---------- Recorded information

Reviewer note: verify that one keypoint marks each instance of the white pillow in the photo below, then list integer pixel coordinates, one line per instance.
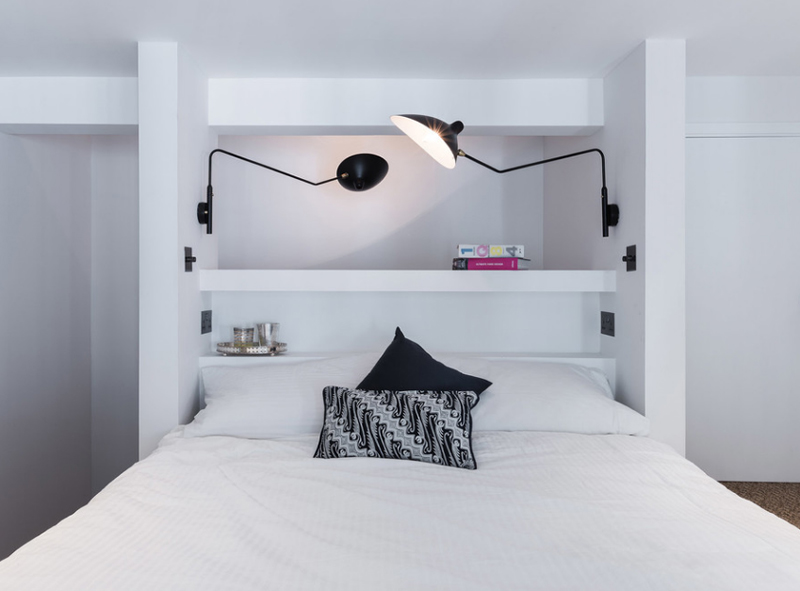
(272, 400)
(542, 396)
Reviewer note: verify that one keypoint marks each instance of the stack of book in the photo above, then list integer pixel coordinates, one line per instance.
(491, 257)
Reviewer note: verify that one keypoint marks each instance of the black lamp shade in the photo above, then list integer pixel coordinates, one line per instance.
(361, 172)
(437, 138)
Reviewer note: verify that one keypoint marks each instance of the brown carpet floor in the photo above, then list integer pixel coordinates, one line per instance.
(780, 498)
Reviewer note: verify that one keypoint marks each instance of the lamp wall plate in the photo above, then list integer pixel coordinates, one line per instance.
(607, 323)
(630, 258)
(205, 321)
(188, 259)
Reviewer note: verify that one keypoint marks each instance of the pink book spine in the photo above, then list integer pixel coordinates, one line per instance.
(499, 264)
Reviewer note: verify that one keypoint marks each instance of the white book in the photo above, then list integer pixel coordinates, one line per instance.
(482, 251)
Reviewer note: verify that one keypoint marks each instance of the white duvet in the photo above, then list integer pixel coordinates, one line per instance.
(543, 511)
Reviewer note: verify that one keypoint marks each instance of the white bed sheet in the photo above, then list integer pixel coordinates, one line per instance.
(551, 511)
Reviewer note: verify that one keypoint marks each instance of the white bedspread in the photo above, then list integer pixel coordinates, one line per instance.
(546, 511)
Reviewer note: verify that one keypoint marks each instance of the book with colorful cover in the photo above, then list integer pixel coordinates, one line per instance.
(481, 251)
(491, 264)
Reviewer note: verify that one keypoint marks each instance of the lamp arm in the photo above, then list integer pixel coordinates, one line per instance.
(205, 208)
(565, 156)
(610, 212)
(237, 156)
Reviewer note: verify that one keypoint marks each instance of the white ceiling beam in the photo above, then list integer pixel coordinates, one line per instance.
(311, 106)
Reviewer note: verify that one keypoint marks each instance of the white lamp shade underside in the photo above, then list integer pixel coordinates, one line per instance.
(426, 138)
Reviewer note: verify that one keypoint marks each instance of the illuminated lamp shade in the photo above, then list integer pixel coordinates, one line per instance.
(440, 141)
(437, 138)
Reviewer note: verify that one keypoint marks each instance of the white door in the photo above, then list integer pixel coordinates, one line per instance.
(743, 307)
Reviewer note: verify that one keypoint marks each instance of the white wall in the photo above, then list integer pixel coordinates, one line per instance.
(115, 306)
(174, 140)
(741, 288)
(413, 220)
(743, 314)
(643, 142)
(45, 352)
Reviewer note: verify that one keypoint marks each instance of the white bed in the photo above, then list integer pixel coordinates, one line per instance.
(546, 509)
(543, 511)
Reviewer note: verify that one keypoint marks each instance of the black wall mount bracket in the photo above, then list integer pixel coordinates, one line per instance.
(188, 259)
(630, 258)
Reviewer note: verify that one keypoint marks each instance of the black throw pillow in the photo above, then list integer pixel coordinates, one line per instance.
(407, 366)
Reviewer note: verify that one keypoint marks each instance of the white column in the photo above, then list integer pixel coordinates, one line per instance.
(174, 142)
(665, 227)
(158, 242)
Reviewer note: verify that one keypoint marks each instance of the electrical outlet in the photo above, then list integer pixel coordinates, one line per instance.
(205, 321)
(607, 323)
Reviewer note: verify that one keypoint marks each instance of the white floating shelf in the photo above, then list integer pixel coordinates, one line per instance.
(407, 281)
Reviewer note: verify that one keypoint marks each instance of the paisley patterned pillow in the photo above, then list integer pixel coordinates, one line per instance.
(422, 425)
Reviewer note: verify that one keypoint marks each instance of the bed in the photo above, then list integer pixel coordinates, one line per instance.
(573, 497)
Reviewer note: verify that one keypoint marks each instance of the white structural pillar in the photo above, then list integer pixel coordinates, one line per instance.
(664, 266)
(158, 242)
(174, 142)
(643, 140)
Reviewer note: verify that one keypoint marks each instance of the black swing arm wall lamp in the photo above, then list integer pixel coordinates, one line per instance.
(359, 172)
(440, 141)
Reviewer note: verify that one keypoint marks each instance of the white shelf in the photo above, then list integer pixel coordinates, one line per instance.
(407, 281)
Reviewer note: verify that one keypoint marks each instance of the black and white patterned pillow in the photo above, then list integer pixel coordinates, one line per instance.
(422, 425)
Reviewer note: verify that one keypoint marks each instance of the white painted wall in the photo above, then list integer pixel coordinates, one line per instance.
(68, 105)
(413, 220)
(195, 141)
(173, 142)
(643, 141)
(45, 352)
(573, 231)
(115, 306)
(737, 106)
(742, 292)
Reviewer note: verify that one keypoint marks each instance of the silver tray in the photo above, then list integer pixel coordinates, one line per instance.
(233, 349)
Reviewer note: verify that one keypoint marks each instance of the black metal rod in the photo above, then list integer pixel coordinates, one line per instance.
(205, 210)
(610, 212)
(237, 156)
(565, 156)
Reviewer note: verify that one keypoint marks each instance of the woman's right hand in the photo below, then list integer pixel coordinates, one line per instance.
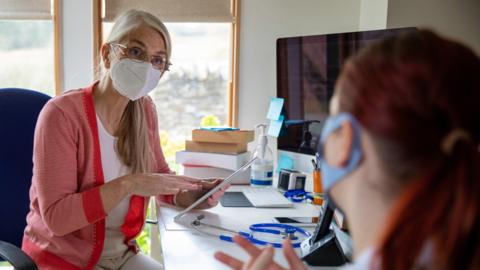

--------------------

### [Problem]
The data above must be reproduced exactly, without any of its pictures.

### [Answer box]
Reviewer note: verify that one keypoint marks each instance of the white pillow in the photo below, then list integer pixel coordinates, one line per instance.
(272, 400)
(542, 396)
Reviewer note: verify that one keypoint marks each instance of the stack of book in the photo above, then list integer pixel coordinates, one line per instance.
(491, 257)
Reviewer note: verify that one keypoint marks each instance of the black lamp shade in the photo above, then list integer pixel coordinates, one line per instance.
(361, 172)
(437, 138)
Reviewer note: verify that one keypoint marks each instance of the brown carpet floor in the photo above, then list integer pixel coordinates, one line per instance.
(780, 498)
Reviewer note: verify that one keypoint marks each instance of the lamp wall plate in the photo above, then list integer pixel coordinates, one line per instance.
(607, 323)
(630, 258)
(205, 321)
(188, 259)
Reviewer note: verify that one keypoint marks each instance of the pink book spine in the photo above, then list integer pixel coordinates, one line per instance.
(499, 264)
Reviewer note: verify that one keypoint marks each instance of the white book in the photo above, then list integer pixel coordinates, one line per instance.
(482, 251)
Reviewer note: verify that one keypoint marks each instance of the white duvet in the photo above, then list integer pixel coordinates, one line per instance.
(543, 511)
Reviewer note: verify that one keypoint marks each instance of the white bed sheet in the photo above, then list integer pixel coordinates, one line per instance.
(551, 511)
Reviewer note: verify that one keypoint marks each instance of the white bedspread in the photo above, then list integer pixel coordinates, one line per instance.
(546, 511)
Reviewer note: verify that one keypoint marks each instance of the book with colorful cover in the photo above, then list integer pixel coordinates, one line per instance.
(481, 251)
(491, 264)
Reviewer note: verify that one keypoint marks each instance of the lamp arm in the photo above, then list integer pixel coordinates, one line per instance.
(205, 208)
(565, 156)
(610, 212)
(237, 156)
Reviewer note: verify that one keypoint marks each instance of the white ceiling beam in the photo above, then list integer pixel coordinates, one line per instance.
(311, 106)
Reviewer note: verify that one keypoint marks each instance of the white lamp shade underside in the photo above, then list integer pixel coordinates, one line per instance.
(426, 138)
Reviewer note: verify that one keypoint marks each instance of the illuminated lamp shade in the photo above, then list integer pixel coordinates, one line per instance.
(440, 141)
(437, 138)
Reviewer note: verify that one keypoint marks each instance of the white door in the photo above, then list integer pixel coordinates, one line per instance.
(743, 307)
Reviewer note: verify that one keypoint marks each instance of the white wall in the photo above, then list integer pixel coordinates, one line per instance.
(115, 306)
(174, 140)
(741, 288)
(413, 220)
(743, 314)
(643, 142)
(45, 352)
Reviewer note: verify that one keypoint marks each instance of the white bed in the photo above, then list integer pixel coordinates, one line per instance.
(546, 509)
(543, 511)
Reviewer note: verify that one keypoint marks each instance of the black wall mount bracket in the photo above, then list integer pixel coordinates, one line per instance.
(188, 259)
(630, 258)
Reviewer note: verify that one keypoint marks each instance of the black throw pillow in the photo above, then list integer pixel coordinates, one line per instance.
(407, 366)
Reviewer note: verify that one keypoint marks each instance of the white column in the photo above, then list integer pixel coordinates, one line per instance.
(174, 142)
(665, 227)
(158, 242)
Reviewer note: verify that one keypoint marks each instance of the electrical outlet in the photo above, then list integer pixel coordinates, one line per instance.
(205, 321)
(607, 323)
Reviewer note: verify that one keypoint marks each instance of the white floating shelf in the photo above, then list integer pixel coordinates, one line per instance.
(407, 281)
Reviewer note: verify that one keypoint marks each instance of the paisley patterned pillow in the photo above, then list integer pixel coordinates, one line per instance.
(422, 425)
Reviewer note: verify that one keypoint marks each instance of the bed in the photo above, then list integer pixel coordinates, one line per instance.
(573, 497)
Reviewer note: verify that one keypoint marks each instance of the white structural pillar in the photo above, then list integer pixel coordinates, one line per instance.
(664, 266)
(158, 242)
(174, 142)
(643, 140)
Reviewer note: verify that one keypoint marks each instance of the black swing arm wall lamp in the photo above, then list integer pixel coordinates, one line per instance.
(359, 172)
(440, 141)
Reviewer note: verify that one keypoint marks each instance of the white shelf in the photo above, then list integer pixel coordinates, one line per instance.
(407, 281)
Reviewer note: verify that one keypoint marks each instance of the black and white patterned pillow in the photo above, then list integer pixel coordinates, one line per instance.
(422, 425)
Reviewer note: verify that one keypoint marks each instance of the white painted wall in the photo above, then list integer pixel coordinates, one line per instance.
(68, 105)
(413, 220)
(195, 141)
(173, 142)
(643, 141)
(45, 352)
(573, 231)
(115, 306)
(737, 106)
(742, 292)
Reviewer note: verify that one keypoint marks each instance of the silver tray in the photo above, then list integer pixel coordinates, one line per instance.
(233, 349)
Reviewer note: verify that one keypoint marks each instance of the black metal rod in the photo above, then list integer pixel coordinates, one line per instance.
(205, 210)
(610, 212)
(237, 156)
(565, 156)
Reviewer note: verify that one keypoint marks each instance of the woman's right hand in the photo below, then list integer pixel coordinates, one line per instance.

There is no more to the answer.